- **Given problem**:
Write out the material below line for line, changing nothing.

- **Record extracts**:
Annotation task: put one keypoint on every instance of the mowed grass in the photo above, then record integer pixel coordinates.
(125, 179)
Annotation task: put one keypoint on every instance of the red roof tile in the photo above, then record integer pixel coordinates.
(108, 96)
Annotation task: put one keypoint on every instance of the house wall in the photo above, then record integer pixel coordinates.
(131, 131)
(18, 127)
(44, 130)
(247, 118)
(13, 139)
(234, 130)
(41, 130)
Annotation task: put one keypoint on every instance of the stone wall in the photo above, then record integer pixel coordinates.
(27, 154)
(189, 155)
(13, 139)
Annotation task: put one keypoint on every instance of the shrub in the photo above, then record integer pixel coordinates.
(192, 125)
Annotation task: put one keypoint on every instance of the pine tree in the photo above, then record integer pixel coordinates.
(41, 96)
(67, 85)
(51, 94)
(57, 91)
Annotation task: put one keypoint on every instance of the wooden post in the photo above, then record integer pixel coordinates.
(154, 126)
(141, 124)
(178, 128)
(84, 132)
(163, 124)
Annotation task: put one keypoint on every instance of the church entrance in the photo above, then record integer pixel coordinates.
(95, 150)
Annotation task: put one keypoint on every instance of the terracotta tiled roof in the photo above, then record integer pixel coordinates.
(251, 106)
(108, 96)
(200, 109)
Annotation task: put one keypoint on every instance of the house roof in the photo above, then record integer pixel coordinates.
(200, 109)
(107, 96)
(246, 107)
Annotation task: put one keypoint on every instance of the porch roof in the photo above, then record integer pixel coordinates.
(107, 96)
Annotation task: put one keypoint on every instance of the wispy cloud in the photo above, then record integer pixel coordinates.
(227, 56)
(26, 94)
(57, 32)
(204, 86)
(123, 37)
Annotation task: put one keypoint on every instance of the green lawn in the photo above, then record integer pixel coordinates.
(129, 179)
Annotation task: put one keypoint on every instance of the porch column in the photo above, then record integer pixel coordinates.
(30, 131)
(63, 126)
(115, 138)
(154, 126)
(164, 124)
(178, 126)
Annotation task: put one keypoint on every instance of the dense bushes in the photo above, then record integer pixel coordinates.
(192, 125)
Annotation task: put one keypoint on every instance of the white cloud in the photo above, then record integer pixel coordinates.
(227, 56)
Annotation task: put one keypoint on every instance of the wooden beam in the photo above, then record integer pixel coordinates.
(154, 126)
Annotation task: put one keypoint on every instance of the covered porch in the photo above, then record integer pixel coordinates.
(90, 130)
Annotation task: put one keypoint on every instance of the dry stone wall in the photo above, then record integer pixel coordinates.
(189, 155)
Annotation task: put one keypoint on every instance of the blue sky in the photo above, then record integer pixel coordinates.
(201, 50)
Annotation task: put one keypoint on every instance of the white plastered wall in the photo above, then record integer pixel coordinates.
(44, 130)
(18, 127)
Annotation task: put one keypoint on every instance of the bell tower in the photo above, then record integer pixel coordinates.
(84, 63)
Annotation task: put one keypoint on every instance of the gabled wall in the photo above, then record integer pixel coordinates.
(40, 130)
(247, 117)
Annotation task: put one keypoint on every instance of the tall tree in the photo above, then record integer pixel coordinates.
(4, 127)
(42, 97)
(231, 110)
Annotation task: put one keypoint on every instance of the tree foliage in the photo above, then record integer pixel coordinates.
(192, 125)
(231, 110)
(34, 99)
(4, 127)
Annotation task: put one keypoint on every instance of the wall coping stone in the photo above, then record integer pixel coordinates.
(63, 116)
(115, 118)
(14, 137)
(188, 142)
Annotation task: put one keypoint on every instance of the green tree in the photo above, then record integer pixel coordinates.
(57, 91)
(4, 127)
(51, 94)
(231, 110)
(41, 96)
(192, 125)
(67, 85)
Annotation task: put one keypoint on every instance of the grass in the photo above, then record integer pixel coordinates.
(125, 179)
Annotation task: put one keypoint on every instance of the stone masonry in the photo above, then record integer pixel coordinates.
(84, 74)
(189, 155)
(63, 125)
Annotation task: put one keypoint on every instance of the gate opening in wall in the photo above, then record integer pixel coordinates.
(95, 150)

- **Task answer**:
Annotation task: put one keypoint on every instance of the mowed grass in the photo above, then record integer pixel coordinates.
(125, 179)
Annotation task: put one keypoint on every instance of the red roof tile in the photo above, then record integer pixel coordinates.
(108, 96)
Annotation task: put one keypoint on every instance of the house wall in the photo above, then record integer pixel coordinates.
(131, 131)
(18, 127)
(44, 130)
(247, 118)
(13, 139)
(234, 130)
(41, 130)
Annotation task: put one keypoint on every instance of the stone wall in the photo above, then record integer pixel coordinates.
(27, 154)
(189, 155)
(13, 139)
Annotation task: put one keypoint on every instance of the shrub in the photo above, then record integer pixel coordinates.
(192, 125)
Annotation task: put one keypoint on every instance of the pine tree in the photo above, then record integer pixel coordinates.
(41, 96)
(67, 85)
(51, 94)
(57, 91)
Annotation task: put one keypoint on every instance of the wooden post in the photo above, then record integer pixel coordinates.
(154, 126)
(141, 124)
(178, 128)
(84, 132)
(163, 124)
Annotation task: put one keypoint on every instance of the church entrance in the photo above, then record integer pixel coordinates.
(95, 150)
Annotation task: put one keypoint on every instance of the terracotta tiled roof in the photo above, then record integer pixel coordinates.
(251, 106)
(108, 96)
(200, 109)
Annotation task: put one keypoint on every instance of the house roof in the photo above, then record integer pixel coordinates.
(200, 109)
(107, 96)
(246, 107)
Annotation task: put one keypoint on every instance of the porch roof in the photo above, then record integer pixel coordinates.
(107, 96)
Annotation task: put one keypoint on every instance of the wispy cloud in the photo above, then record integer pixel coordinates.
(227, 56)
(26, 94)
(57, 32)
(204, 86)
(123, 37)
Annotation task: put one keypoint on every instance of the green lawn in the photo above, then record integer pixel coordinates.
(129, 179)
Annotation task: put one keypoint on every instance of the porch column in the photo above, then record integer pixel coordinates.
(30, 131)
(63, 126)
(115, 138)
(154, 126)
(164, 124)
(178, 126)
Annotation task: put one keypoint on every instance of the dense bushes in the photo above, then record integer pixel coordinates.
(192, 125)
Annotation task: put one keypoint on every instance of the white cloud in the photo above, then record integer pixel coordinates.
(227, 56)
Annotation task: put one keypoint on every instance of the wooden beam in the photo above, then record integer pixel coordinates.
(154, 126)
Annotation task: put one keypoint on every instance of the covered porch in the photo above, then record integer pixel coordinates.
(90, 130)
Annotation task: put one keypoint on every instance of the dry stone wall in the photo above, then record integer pixel coordinates.
(189, 155)
Annotation task: put one keypoint on every instance of the blue sky in the photo above, then record integer pixel coordinates.
(201, 50)
Annotation task: put one keypoint on every instance of the white plastered wall in the photo above, then record integer pixel coordinates.
(44, 130)
(18, 127)
Annotation task: put one keypoint on every instance of the bell tower in the photo above, then record integer pixel coordinates.
(84, 63)
Annotation task: put one keypoint on every instance of the gabled wall in the photo above, then record integer pixel coordinates.
(40, 130)
(247, 117)
Annotation task: put one keypoint on every instance of the tall tree in the photo above, then record integer pixel coordinates.
(4, 127)
(42, 97)
(231, 110)
Annotation task: put one keypoint on every instance of the tree foliage in the photo above, then record integer pixel coordinates.
(192, 125)
(231, 110)
(34, 99)
(4, 127)
Annotation task: put one keypoint on every instance of the wall coping stone in the photo above, then record integer pixel coordinates.
(63, 116)
(115, 118)
(14, 137)
(188, 142)
Annotation task: put one keypoint on every instance of the green tree in the photo above, then record integer pixel coordinates.
(57, 91)
(4, 127)
(51, 94)
(231, 110)
(41, 96)
(192, 125)
(67, 85)
Annotation task: put one keypoint on every instance of the grass in the photo above, then record integer pixel coordinates.
(125, 179)
Annotation task: put one keypoint on every instance of the stone masonry in the photo above, then record integer pixel coordinates.
(84, 74)
(189, 155)
(63, 125)
Annotation task: put one keypoint on every instance of the gate opening in wall in the photo above, then record integer pixel coordinates.
(95, 150)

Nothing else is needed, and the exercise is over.